**Textausschnitt:**
+ + + +

Seltene Erden ständig gesucht | Nachbericht zur „Beyond Elements“-Veranstaltung am 29. Mai 2024
Wenn etwas selten ist, ist es rar, unbekannt, oft auch geheimnisvoll und meist sehr teuer. So gesehen, tragen Seltene Erden einen falschen Namen. Die 17 Elemente der Gruppe sind nicht selten, sondern kommen häufiger vor als Zink oder Blei. Selbst kostspielig sind die Rohstoffe nicht unbedingt. „Seit 2023 sind die Preise deutlich gefallen“, sagt Jan Giese, Vertriebsmitarbeiter beim Metallhändler Tradium GmbH in Frankfurt. „Ein Großteil der chinesischen Hersteller bietet derzeit Preise, die unter den eigenen Produktionskosten liegen.“
Seltene Erden sind nicht selten, aber besonders: In der Erdkruste sind sie zwar weit verteilt, die Konzentrationen sind aber meist so niedrig, dass sich ein Abbau nicht rechnet. Die Elemente sind zudem keine Einzelgänger, sondern liegen in komplexen Mischungen vor und ähneln sich chemisch stark – beides führt dazu, dass die Separierung von Einzelstoffen energetisch sehr aufwändig und technisch kompliziert ist.
Raw Materials Act will Eigenversorgung anstoßen
Wer beispielsweise Yttrium für Hochleistungskeramik, Lanthan für optische Gläser, Gadolinium und Cer für Brennstoffzellen, Neodym, Praseodym und Dysprosium für Permanentmagnete in Elektromotoren braucht, ist meist auf China angewiesen. Hier werden die Rohstoffe nicht nur abgebaut, sondern auch raffiniert und für die jeweiligen technischen Anwendungen prozessiert. Klar ist : Was China kann, können Deutschland oder die EU nicht innerhalb weniger Jahre imitieren. Die Erschließung von Lagerstätten, die aufwändige Prozessierung der Erze, die Separierung und Aufreinigung einzelner Elemente formen eine Wertschöpfungskette, deren Aufbau unter Einhaltung europäischer Gesetze und der Prämisse von Nachhaltigkeit viele Jahre dauert.
Trotzdem: Ohne ambitionierte Ziele kein Fortschritt - diesem Motto folgt der Critical Raw Materials Act (CRMA) der EU, der im Mai in Kraft getreten ist. Dieser definiert zum einen, was kritische und strategische Rohstoffe sind, zum anderen gibt er Ziele zu deren Gewinnung vor. So will die EU laut CRMA bis 2030 mindestens zehn Prozent ihres Verbrauchs an strategischen Rohstoffen selbst abbauen und mindestens 40 Prozent ihres Bedarfs selbst verarbeiten. 25 Prozent des Verbrauchs sollen Rezyklate europäischer Recyclingunternehmen decken. Nicht zuletzt darf laut CRMA ab 2030 ein einzelner Staat nicht mehr als 65 Prozent eines Kritischen Rohstoffs in die EU liefern.

+ + + +

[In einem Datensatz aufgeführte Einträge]

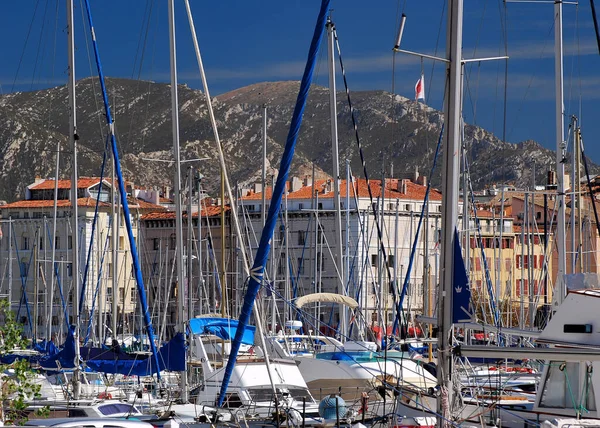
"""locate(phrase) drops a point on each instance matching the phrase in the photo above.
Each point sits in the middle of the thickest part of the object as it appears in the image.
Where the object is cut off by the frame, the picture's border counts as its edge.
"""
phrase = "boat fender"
(364, 403)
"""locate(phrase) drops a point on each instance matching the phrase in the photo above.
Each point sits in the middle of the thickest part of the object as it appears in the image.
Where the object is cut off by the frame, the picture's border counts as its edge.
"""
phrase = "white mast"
(339, 253)
(232, 203)
(177, 186)
(560, 150)
(450, 173)
(73, 140)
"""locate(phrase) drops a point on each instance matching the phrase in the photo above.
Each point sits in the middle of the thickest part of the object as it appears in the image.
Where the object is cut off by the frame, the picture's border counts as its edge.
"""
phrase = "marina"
(310, 293)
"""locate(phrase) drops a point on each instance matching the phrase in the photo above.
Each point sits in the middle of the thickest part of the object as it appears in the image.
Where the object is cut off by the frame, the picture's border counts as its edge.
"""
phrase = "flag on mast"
(420, 89)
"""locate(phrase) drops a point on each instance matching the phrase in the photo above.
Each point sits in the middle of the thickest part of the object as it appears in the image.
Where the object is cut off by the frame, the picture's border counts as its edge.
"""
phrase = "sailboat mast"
(339, 254)
(450, 173)
(75, 232)
(190, 266)
(560, 149)
(53, 243)
(177, 187)
(263, 209)
(116, 231)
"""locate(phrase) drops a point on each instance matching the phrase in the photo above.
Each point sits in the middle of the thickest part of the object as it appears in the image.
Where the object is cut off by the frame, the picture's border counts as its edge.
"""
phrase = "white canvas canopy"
(326, 298)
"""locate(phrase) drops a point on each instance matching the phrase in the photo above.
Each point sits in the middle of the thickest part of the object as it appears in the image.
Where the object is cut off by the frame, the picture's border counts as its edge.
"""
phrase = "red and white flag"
(420, 89)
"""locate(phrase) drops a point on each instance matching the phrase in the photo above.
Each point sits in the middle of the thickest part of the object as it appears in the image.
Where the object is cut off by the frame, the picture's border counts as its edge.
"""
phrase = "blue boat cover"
(171, 356)
(223, 328)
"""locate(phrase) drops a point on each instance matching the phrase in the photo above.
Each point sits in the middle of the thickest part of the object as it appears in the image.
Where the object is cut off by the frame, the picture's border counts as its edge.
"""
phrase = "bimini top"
(223, 328)
(327, 298)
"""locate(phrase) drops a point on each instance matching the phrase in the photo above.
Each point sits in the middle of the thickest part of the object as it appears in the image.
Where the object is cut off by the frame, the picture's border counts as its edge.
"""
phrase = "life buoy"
(105, 395)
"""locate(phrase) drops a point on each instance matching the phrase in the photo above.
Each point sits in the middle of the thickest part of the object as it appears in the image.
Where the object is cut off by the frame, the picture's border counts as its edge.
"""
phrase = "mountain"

+ + + +

**Gestellte Aufgabe 1:** Gib an, wie viele Zeilen der Einträge die Zeichenfolge „mast“ enthalten, und nenne dabei nur die Zahl.
**Gestellte Aufgabe 2:** Führe den Text über Seltene Erden im Anschluss an seinen letzten Satz fort.
Der Text über Seltene Erden und die Einträge sind voneinander unabhängiges Material.

**Ausgabe 1:** 3

**Ausgabe 2:**
Invest im öffentlichen Interesse
Das sind für Selten-Erdmetalle sehr ehrgeizige, womöglich auch utopische Benchmarks, aber: „Wir brauchen in der EU sowohl eigene Produktion als auch leistungsstarke Recyclingkapazitäten, sonst werden wir mit der Technologiewende scheitern“, konstatierte auf der Veranstaltung Dr. Roland Gauß, Senior Advisor bei der Innovationsgemeinschaft EIT RawMaterials. Laut Schätzungen des EIT sind bis 2030 Investitionen von etwa zwei Milliarden Euro notwendig, um 20 Prozent des Bedarfs an Selten-Erdmetallen in der EU zu gewinnen, zu verarbeiten und zu recyceln. Rund die Hälfte davon machen Abbau und Separierung der Erze aus. Bis Ende des Jahres will ein neuer Ausschuss, das Critical Raw Materials Board, eine erste Liste mit strategischen Projekten vorlegen. Darauf sollen Vorhaben privater Investoren gelistet sein, die nach Ansicht des Board von öffentlichem Interesse sind und daher Anspruch auf schnellere Planungs-, Entwicklungs- und Baugenehmigungen haben.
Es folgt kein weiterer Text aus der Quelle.